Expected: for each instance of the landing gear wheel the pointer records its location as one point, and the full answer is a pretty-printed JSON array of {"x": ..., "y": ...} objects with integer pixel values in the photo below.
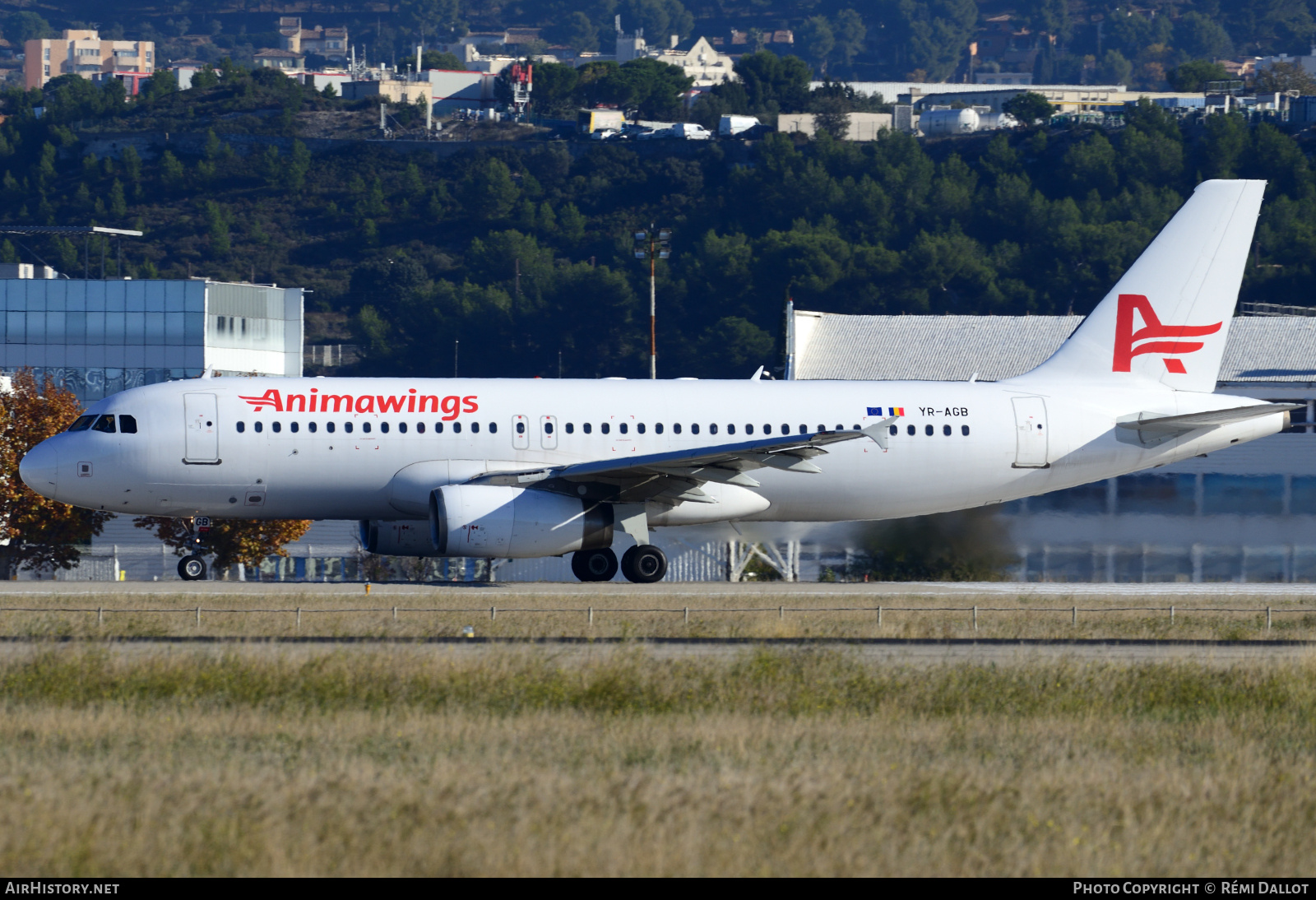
[
  {"x": 594, "y": 564},
  {"x": 191, "y": 568},
  {"x": 644, "y": 564}
]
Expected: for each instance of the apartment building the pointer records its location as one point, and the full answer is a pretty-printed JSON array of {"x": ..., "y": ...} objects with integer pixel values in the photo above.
[{"x": 85, "y": 53}]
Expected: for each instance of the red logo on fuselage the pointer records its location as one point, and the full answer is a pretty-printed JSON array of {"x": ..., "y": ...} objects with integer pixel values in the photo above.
[
  {"x": 1152, "y": 329},
  {"x": 412, "y": 401}
]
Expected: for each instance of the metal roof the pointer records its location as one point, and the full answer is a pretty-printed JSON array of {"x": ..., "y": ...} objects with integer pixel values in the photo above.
[{"x": 1261, "y": 349}]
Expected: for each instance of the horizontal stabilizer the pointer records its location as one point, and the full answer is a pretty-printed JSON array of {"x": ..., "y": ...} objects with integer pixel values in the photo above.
[{"x": 1157, "y": 424}]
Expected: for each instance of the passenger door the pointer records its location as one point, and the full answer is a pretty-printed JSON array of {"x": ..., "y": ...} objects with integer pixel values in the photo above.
[
  {"x": 520, "y": 432},
  {"x": 203, "y": 429},
  {"x": 1030, "y": 434}
]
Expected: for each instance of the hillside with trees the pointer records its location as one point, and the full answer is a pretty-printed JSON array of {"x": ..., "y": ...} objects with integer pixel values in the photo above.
[{"x": 523, "y": 250}]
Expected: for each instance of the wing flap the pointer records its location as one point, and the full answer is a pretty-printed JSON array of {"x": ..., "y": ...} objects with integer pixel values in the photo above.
[{"x": 1158, "y": 424}]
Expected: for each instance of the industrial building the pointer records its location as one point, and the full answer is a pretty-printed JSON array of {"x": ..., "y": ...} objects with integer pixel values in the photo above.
[
  {"x": 1241, "y": 515},
  {"x": 98, "y": 337}
]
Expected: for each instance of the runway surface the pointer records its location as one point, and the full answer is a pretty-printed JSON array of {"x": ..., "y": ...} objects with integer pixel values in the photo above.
[
  {"x": 674, "y": 590},
  {"x": 875, "y": 650}
]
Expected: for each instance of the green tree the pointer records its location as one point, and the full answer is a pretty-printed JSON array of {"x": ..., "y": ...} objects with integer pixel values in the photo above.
[
  {"x": 1030, "y": 108},
  {"x": 1115, "y": 68},
  {"x": 1202, "y": 37},
  {"x": 1286, "y": 77},
  {"x": 489, "y": 193},
  {"x": 1194, "y": 75},
  {"x": 818, "y": 41},
  {"x": 849, "y": 32},
  {"x": 217, "y": 226}
]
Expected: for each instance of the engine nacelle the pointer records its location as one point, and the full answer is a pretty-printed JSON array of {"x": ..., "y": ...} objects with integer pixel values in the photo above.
[
  {"x": 399, "y": 538},
  {"x": 486, "y": 520}
]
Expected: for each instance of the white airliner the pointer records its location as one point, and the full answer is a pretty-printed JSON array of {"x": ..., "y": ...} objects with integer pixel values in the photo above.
[{"x": 491, "y": 467}]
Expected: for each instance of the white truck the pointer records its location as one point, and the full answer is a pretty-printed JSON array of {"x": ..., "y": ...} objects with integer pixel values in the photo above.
[
  {"x": 734, "y": 125},
  {"x": 691, "y": 132}
]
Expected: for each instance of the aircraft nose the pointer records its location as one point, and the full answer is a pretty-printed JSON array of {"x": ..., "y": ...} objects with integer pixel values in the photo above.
[{"x": 39, "y": 469}]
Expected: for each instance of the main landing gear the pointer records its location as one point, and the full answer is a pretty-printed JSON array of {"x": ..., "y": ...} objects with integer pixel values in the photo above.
[
  {"x": 642, "y": 564},
  {"x": 191, "y": 568}
]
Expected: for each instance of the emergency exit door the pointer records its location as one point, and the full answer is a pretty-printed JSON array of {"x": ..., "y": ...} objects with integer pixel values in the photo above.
[
  {"x": 1030, "y": 434},
  {"x": 203, "y": 429}
]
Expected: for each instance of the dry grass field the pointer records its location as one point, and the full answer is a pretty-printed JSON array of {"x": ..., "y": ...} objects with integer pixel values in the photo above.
[
  {"x": 653, "y": 610},
  {"x": 512, "y": 762}
]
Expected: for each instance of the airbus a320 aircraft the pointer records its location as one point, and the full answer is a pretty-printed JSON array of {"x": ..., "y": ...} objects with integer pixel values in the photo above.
[{"x": 489, "y": 467}]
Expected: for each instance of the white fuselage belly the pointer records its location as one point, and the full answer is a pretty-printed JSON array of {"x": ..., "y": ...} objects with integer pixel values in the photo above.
[{"x": 340, "y": 476}]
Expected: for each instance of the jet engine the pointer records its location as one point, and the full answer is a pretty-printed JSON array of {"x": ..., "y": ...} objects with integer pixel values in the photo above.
[
  {"x": 399, "y": 538},
  {"x": 486, "y": 520}
]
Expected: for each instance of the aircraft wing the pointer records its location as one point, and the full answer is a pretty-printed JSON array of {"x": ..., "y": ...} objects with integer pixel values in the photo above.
[
  {"x": 1193, "y": 421},
  {"x": 674, "y": 476}
]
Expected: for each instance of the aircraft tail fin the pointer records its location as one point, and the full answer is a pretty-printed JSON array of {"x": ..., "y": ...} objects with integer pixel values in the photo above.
[{"x": 1168, "y": 318}]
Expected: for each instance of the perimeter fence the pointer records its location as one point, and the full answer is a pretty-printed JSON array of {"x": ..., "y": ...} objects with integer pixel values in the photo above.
[{"x": 591, "y": 612}]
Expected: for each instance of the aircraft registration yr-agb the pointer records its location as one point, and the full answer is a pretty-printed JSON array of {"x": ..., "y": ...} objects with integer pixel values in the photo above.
[{"x": 502, "y": 467}]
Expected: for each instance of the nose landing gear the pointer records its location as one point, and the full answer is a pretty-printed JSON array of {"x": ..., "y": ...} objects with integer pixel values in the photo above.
[{"x": 191, "y": 568}]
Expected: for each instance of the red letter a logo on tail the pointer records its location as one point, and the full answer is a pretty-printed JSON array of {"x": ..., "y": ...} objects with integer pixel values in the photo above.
[{"x": 1152, "y": 328}]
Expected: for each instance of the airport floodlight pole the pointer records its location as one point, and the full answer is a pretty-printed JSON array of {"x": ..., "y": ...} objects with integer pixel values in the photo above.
[{"x": 653, "y": 245}]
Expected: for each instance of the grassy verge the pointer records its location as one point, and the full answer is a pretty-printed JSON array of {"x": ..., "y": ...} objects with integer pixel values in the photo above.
[
  {"x": 631, "y": 614},
  {"x": 401, "y": 762}
]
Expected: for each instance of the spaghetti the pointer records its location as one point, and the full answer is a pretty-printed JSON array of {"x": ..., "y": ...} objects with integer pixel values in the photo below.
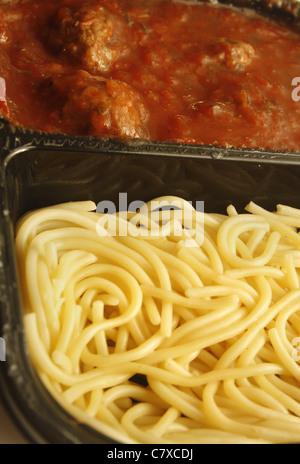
[{"x": 187, "y": 337}]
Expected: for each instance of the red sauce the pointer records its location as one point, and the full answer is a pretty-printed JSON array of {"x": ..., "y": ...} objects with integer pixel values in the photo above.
[{"x": 197, "y": 73}]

---

◆ DIRECTIVE:
Reproduce all entries exactly. Pictures do not belong in the copy.

◆ TASK SOLUTION:
Expected: for each instance of the landing gear wheel the pointer records its location as one point, and the full answer is a pretty-printed JSON array of {"x": ..., "y": ...} objects with integer pixel values in the photo below.
[
  {"x": 594, "y": 564},
  {"x": 191, "y": 568},
  {"x": 644, "y": 564}
]
Expected: for each instance of the apartment building the pointer records its location as one point, and the full answer is a pretty-printed JSON array of {"x": ..., "y": ...} objects with integer pixel values in the photo above.
[{"x": 85, "y": 53}]
Expected: for each instance of the red logo on fuselage the pointer records its location as one point, and the full answer is a pretty-printed JSON array of {"x": ..., "y": ...} objects with integer pixel values in the photo above.
[
  {"x": 1152, "y": 329},
  {"x": 412, "y": 401}
]
Expected: for each instance of the metal roof the pointer records its location as one point, and the full answer is a pretty-printed JSON array of {"x": ..., "y": ...} objects with integer pixel values in the photo above.
[{"x": 1261, "y": 349}]
Expected: for each instance of the horizontal stabilizer the pointer records its location as one point, and the full answer is a pretty-printed JSON array of {"x": ..., "y": ...} objects with integer pixel values in the photo above.
[{"x": 1157, "y": 424}]
Expected: for each instance of the passenger door the pointer records its location as one point, and the full answer is a pretty-printed JSON array of {"x": ..., "y": ...} objects with integer pixel values in the photo above.
[
  {"x": 520, "y": 432},
  {"x": 203, "y": 429},
  {"x": 1030, "y": 434}
]
Expected: for each instance of the hillside with trees the pointer records its location as one point, and the full answer is a pretty-printed JSON array of {"x": ..., "y": ...} objects with integer pixel values in the photo above.
[{"x": 523, "y": 250}]
Expected: for each instance of the wing flap the pointer records its location as one point, and the full answer is a pretty-printed JSON array of {"x": ..., "y": ...} objects with integer pixel values in the photo above.
[{"x": 1158, "y": 424}]
Expected: for each instance of the industrial building the pointer records its location as one point, and the full answer is a pretty-printed JSON array of {"x": ..., "y": ...} objects with integer pixel values in the photo above.
[
  {"x": 1241, "y": 515},
  {"x": 98, "y": 337}
]
Expected: for each instance of the runway surface the pointer records its location as one point, and the full answer is a pretty-printed JSON array of {"x": ..., "y": ...} objects with integer pixel values in the photo above.
[
  {"x": 674, "y": 590},
  {"x": 875, "y": 650}
]
Expected: for each instance of the green tree the pointer records its location as one point, and the full answer is a pretty-printed JSON array of {"x": ..., "y": ...} objects with integer pixel values in the photo above.
[
  {"x": 1030, "y": 108},
  {"x": 1115, "y": 68},
  {"x": 1202, "y": 37},
  {"x": 1286, "y": 77},
  {"x": 489, "y": 193},
  {"x": 1194, "y": 75},
  {"x": 818, "y": 41},
  {"x": 849, "y": 32},
  {"x": 217, "y": 226}
]
Expected: for each instance of the engine nacelle the pointer records its location as one point, and the full answer is a pretty-printed JSON array of {"x": ..., "y": ...} objects with integer pixel values in the photo above.
[
  {"x": 399, "y": 538},
  {"x": 486, "y": 520}
]
Expected: for each instance of the white airliner the pointer records its location as one point, and the full answer is a pretty-printed JSON array of {"x": ..., "y": ...} objects with integer pixel values in the photo above.
[{"x": 491, "y": 467}]
Expected: for each instance of the white truck the pointer records its location as one point, and the full answer is a pretty-printed JSON array of {"x": ..., "y": ...} objects with integer pixel values in the photo above.
[
  {"x": 734, "y": 125},
  {"x": 691, "y": 132}
]
Expected: for each instance of the aircraft nose the pointer records its location as one point, and the full answer is a pretty-printed JSON array of {"x": ..., "y": ...} objects with integer pixel values in the photo above.
[{"x": 39, "y": 469}]
Expected: for each instance of the main landing gear the pointer records its location as one point, and the full answer is a pretty-printed JSON array of {"x": ..., "y": ...} objects with integer pixel values in the photo above.
[
  {"x": 642, "y": 564},
  {"x": 191, "y": 568}
]
Expected: for each instance of the emergency exit door the pointer records its location as one point, and the full answer is a pretty-printed JSON array of {"x": ..., "y": ...} objects with integer pixel values in the photo above.
[
  {"x": 1030, "y": 434},
  {"x": 203, "y": 429}
]
Expected: for each instance of the dry grass field the pointer records its location as one point, and the full answer is a pretty-printed JSON array of {"x": ..., "y": ...} objects with integer pixel values in the photo above.
[
  {"x": 653, "y": 610},
  {"x": 512, "y": 762}
]
Expected: for each instance of the airbus a320 aircraft the pointer records its location as one point, and the full answer is a pretty-printed JSON array of {"x": ..., "y": ...} objects with integer pixel values in the photo above.
[{"x": 489, "y": 467}]
Expected: for each instance of the white fuselage belly the pointer records its location as one point, and the full answer is a pretty-printed JSON array of {"x": ..., "y": ...} objects with integer pixel values in the photo above.
[{"x": 340, "y": 476}]
Expected: for each instance of the jet engine the pointer records its location as one point, and the full answer is a pretty-printed JSON array of {"x": ..., "y": ...} objects with integer pixel values in the photo above.
[
  {"x": 399, "y": 538},
  {"x": 486, "y": 520}
]
Expected: for each instance of the aircraft wing the pointer records its location as one point, and the full answer is a pretty-printed JSON array of {"x": ..., "y": ...} objects with integer pixel values in the photo above.
[
  {"x": 1193, "y": 421},
  {"x": 674, "y": 476}
]
Expected: for each instance of the aircraft tail fin the pointer records its location as one point, and the full answer is a pretty-printed JSON array of {"x": ..., "y": ...} objects with integer pixel values in the photo above.
[{"x": 1168, "y": 318}]
Expected: for each instance of the perimeter fence the pointer records its location as one point, and the full answer is a pretty-printed JSON array of {"x": ..., "y": ...} objects with integer pixel values in the photo above.
[{"x": 591, "y": 612}]
Expected: for each instance of the aircraft registration yr-agb the pointer records its location as one point, and the full answer is a pretty-printed JSON array of {"x": ..., "y": ...} objects with integer pixel values in the photo above.
[{"x": 502, "y": 467}]
Expected: for each instance of the nose landing gear the pointer records its location as one point, and the full answer is a pretty-printed JSON array of {"x": ..., "y": ...} objects with integer pixel values in the photo above.
[{"x": 191, "y": 568}]
Expected: for each instance of the red letter a logo on tail the pointer records its location as one point, and the full answer is a pretty-printed JSON array of {"x": ..., "y": ...} objects with integer pixel values in the photo above.
[{"x": 1152, "y": 328}]
Expected: for each instance of the airport floodlight pole the pointer records its location as one point, and the full answer is a pretty-printed JSON array of {"x": ..., "y": ...} objects with integer pixel values in the photo above.
[{"x": 653, "y": 245}]
Expected: for each instance of the grassy verge the pointer records its location as one point, and the full answer is a pretty-printed JSON array of {"x": ..., "y": ...} objects with integer pixel values in the photo above.
[
  {"x": 631, "y": 614},
  {"x": 401, "y": 762}
]
Expected: for each instance of the spaghetti the pointer records its location as one point, and the full answer is a pretty-printed JSON array of {"x": ..., "y": ...} objects with integer pixel values in the photo below.
[{"x": 187, "y": 337}]
Expected: for each instance of the red sauce the pointer records its location as one point, and the full answer is a pretty-printed JSON array of {"x": ..., "y": ...} objects with integer pixel values in the photo above.
[{"x": 197, "y": 73}]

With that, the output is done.